PROBLEM TO WORK ON:
Set out the material below as a numbered list, from its first line down to the line containing "90], [111, 83]]", leaving out any blank lines.
+ + + + + + +
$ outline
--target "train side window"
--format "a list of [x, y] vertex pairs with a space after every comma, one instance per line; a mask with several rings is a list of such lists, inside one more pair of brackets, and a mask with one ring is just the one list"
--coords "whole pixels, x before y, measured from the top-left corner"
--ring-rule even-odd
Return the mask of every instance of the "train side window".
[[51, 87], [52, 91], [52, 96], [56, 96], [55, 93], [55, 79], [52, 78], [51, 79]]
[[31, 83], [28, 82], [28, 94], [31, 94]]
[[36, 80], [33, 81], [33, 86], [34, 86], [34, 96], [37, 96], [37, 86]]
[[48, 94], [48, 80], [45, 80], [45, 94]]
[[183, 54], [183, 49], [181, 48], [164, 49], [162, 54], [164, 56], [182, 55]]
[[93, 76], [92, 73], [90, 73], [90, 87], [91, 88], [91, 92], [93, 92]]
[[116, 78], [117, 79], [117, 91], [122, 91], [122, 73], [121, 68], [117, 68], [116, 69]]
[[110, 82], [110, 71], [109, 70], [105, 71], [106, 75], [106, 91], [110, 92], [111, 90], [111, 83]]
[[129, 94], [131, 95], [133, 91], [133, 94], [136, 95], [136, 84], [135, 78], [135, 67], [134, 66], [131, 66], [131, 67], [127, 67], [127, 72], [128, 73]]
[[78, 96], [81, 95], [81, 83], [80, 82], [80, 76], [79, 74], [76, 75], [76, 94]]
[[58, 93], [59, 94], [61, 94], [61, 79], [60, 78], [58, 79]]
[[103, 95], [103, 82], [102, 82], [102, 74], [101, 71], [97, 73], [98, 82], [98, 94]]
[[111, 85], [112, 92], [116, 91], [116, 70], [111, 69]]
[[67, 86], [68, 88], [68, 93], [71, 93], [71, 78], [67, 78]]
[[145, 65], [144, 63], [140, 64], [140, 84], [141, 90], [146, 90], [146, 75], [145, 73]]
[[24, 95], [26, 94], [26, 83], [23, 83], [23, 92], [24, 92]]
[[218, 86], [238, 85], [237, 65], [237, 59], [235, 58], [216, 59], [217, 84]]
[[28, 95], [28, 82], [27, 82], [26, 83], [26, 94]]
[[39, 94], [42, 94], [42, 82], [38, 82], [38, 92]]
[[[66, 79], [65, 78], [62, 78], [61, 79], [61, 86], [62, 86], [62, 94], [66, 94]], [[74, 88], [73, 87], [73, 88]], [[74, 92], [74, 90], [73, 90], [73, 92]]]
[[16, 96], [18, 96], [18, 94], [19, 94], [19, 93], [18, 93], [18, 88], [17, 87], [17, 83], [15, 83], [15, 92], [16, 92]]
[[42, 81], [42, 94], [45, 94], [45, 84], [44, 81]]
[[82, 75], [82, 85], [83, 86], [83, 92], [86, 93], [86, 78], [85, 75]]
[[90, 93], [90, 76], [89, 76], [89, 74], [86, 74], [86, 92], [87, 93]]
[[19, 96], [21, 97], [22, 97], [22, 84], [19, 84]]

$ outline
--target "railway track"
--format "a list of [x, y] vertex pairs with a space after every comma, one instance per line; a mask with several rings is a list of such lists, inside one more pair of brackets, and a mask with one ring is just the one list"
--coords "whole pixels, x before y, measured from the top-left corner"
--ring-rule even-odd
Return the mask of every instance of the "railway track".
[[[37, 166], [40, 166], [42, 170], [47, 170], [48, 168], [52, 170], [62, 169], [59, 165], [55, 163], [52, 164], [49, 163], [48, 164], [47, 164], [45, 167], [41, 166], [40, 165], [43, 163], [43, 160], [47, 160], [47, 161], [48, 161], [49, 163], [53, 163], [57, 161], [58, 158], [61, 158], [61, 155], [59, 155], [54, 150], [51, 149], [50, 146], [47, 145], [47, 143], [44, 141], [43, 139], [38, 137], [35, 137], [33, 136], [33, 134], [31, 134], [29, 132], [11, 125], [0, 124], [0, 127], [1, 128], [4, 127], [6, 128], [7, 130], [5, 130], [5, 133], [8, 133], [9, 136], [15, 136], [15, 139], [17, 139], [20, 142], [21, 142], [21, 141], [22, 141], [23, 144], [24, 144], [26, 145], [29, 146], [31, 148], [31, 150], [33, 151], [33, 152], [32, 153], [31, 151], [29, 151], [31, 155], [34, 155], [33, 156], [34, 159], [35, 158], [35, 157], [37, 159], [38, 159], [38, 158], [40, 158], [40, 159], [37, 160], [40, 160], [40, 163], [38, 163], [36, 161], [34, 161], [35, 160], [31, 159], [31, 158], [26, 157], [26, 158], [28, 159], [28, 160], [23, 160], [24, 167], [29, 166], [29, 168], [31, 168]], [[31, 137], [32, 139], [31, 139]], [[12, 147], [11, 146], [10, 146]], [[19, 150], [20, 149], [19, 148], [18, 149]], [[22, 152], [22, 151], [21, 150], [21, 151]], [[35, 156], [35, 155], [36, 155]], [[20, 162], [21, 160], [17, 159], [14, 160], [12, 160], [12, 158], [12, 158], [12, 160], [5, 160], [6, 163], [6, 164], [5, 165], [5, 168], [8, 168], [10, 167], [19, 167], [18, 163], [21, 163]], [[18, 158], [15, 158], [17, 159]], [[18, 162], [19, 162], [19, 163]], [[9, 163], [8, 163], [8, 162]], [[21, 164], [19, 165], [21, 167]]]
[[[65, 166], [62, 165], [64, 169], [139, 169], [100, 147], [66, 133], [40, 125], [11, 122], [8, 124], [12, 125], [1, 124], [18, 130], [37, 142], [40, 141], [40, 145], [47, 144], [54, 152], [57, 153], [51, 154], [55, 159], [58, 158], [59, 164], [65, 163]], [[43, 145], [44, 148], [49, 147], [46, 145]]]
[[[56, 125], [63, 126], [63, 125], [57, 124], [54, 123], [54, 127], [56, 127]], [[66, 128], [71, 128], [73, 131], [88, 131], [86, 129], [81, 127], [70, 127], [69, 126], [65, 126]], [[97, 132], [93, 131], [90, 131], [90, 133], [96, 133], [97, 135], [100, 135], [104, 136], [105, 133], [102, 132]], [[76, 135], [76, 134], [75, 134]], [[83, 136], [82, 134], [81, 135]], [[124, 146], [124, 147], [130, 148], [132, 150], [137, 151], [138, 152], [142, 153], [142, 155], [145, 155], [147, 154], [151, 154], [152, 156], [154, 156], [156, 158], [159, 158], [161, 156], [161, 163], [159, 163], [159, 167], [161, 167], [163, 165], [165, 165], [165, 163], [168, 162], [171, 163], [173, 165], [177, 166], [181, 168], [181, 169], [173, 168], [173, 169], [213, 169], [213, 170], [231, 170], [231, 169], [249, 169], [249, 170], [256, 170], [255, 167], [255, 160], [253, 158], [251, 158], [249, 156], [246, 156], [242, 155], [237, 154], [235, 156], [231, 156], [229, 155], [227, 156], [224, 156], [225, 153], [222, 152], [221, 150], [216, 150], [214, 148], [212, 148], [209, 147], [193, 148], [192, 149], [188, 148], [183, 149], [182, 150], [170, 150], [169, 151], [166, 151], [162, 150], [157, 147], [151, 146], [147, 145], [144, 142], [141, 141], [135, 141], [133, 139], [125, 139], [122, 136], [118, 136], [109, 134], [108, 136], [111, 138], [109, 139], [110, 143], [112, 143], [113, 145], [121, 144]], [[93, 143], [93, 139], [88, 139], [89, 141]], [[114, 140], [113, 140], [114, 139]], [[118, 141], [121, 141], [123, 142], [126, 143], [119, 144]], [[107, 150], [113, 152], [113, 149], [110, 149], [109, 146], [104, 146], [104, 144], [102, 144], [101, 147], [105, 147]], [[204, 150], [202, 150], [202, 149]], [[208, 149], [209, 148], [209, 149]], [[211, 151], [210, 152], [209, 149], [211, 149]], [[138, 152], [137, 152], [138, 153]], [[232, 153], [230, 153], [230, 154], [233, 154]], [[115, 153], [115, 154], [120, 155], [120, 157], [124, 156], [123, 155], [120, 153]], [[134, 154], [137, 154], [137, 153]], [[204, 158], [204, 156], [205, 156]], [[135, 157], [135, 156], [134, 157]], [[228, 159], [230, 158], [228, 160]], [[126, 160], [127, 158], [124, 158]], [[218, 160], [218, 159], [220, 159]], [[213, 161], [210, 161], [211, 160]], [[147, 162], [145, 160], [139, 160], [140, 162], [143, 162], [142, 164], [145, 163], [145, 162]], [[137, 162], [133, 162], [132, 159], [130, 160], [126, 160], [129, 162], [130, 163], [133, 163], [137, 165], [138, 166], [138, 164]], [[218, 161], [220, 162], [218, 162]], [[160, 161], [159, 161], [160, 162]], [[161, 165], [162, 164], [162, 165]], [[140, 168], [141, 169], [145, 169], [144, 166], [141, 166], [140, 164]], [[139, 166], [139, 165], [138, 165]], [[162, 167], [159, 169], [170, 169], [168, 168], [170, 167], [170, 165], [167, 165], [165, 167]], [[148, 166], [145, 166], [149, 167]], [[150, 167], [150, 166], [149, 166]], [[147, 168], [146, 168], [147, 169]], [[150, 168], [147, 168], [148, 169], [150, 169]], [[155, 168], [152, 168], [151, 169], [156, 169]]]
+ + + + + + +
FINAL RESULT:
1. $ outline
2. --target "train side window"
3. --format "a list of [x, y] vertex pairs with a space after every comma, one instance per line; a mask with several rings is a list of such lists, inside one more pair of brackets, and a mask with one ring is just the one list"
4. --coords "whole pixels, x before y, measured from the top-left corner"
5. --ring-rule even-odd
6. Return the mask of every instance of the "train side window".
7. [[51, 87], [52, 91], [52, 96], [56, 96], [55, 93], [55, 79], [52, 78], [51, 79]]
8. [[31, 83], [28, 82], [28, 94], [31, 94]]
9. [[36, 80], [33, 81], [33, 86], [34, 86], [34, 96], [37, 96], [37, 86]]
10. [[48, 94], [48, 80], [45, 80], [45, 94]]
11. [[183, 54], [183, 49], [181, 48], [164, 49], [162, 54], [164, 56], [182, 55]]
12. [[93, 76], [92, 73], [90, 73], [90, 87], [91, 88], [91, 92], [93, 92]]
13. [[116, 78], [117, 79], [117, 91], [122, 91], [122, 73], [121, 68], [117, 68], [116, 69]]
14. [[110, 82], [110, 71], [109, 70], [105, 71], [106, 75], [106, 91], [110, 92], [111, 90], [111, 83]]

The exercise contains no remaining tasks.